Source data
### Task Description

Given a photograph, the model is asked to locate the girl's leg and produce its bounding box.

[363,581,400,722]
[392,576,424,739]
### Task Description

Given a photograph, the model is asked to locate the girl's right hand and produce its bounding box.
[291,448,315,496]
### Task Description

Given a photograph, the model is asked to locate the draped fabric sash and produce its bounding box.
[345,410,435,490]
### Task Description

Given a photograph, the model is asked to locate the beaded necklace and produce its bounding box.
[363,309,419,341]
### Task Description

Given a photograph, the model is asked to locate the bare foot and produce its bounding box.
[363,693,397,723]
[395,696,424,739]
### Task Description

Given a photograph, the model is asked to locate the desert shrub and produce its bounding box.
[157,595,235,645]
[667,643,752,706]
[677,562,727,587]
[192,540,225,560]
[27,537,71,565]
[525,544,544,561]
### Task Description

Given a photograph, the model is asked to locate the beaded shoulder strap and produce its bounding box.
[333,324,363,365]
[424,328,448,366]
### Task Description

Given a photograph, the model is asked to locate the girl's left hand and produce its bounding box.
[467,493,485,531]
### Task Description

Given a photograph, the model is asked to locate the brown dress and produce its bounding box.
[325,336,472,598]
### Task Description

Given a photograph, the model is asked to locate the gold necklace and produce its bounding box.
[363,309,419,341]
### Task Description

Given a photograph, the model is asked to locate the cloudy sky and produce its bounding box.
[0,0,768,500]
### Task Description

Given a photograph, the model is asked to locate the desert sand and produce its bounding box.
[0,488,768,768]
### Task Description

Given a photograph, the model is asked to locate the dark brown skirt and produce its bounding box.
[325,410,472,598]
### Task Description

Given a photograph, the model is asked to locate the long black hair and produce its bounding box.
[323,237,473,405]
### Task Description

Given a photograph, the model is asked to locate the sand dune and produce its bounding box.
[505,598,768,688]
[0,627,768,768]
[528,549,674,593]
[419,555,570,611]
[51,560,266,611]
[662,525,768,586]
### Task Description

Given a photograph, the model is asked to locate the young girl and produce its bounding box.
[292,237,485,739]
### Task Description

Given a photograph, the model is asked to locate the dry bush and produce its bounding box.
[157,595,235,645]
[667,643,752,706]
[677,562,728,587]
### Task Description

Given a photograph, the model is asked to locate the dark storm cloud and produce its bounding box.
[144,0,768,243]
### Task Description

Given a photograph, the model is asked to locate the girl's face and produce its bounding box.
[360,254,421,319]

Problem requirements
Please show each line from the entries above that contains the word "brown".

Exercise answer
Given a photograph, the model is asked to locate the brown dress and produce its bounding box.
Given a photograph, the model is asked to locate the dark brown skirt and produce its bounding box.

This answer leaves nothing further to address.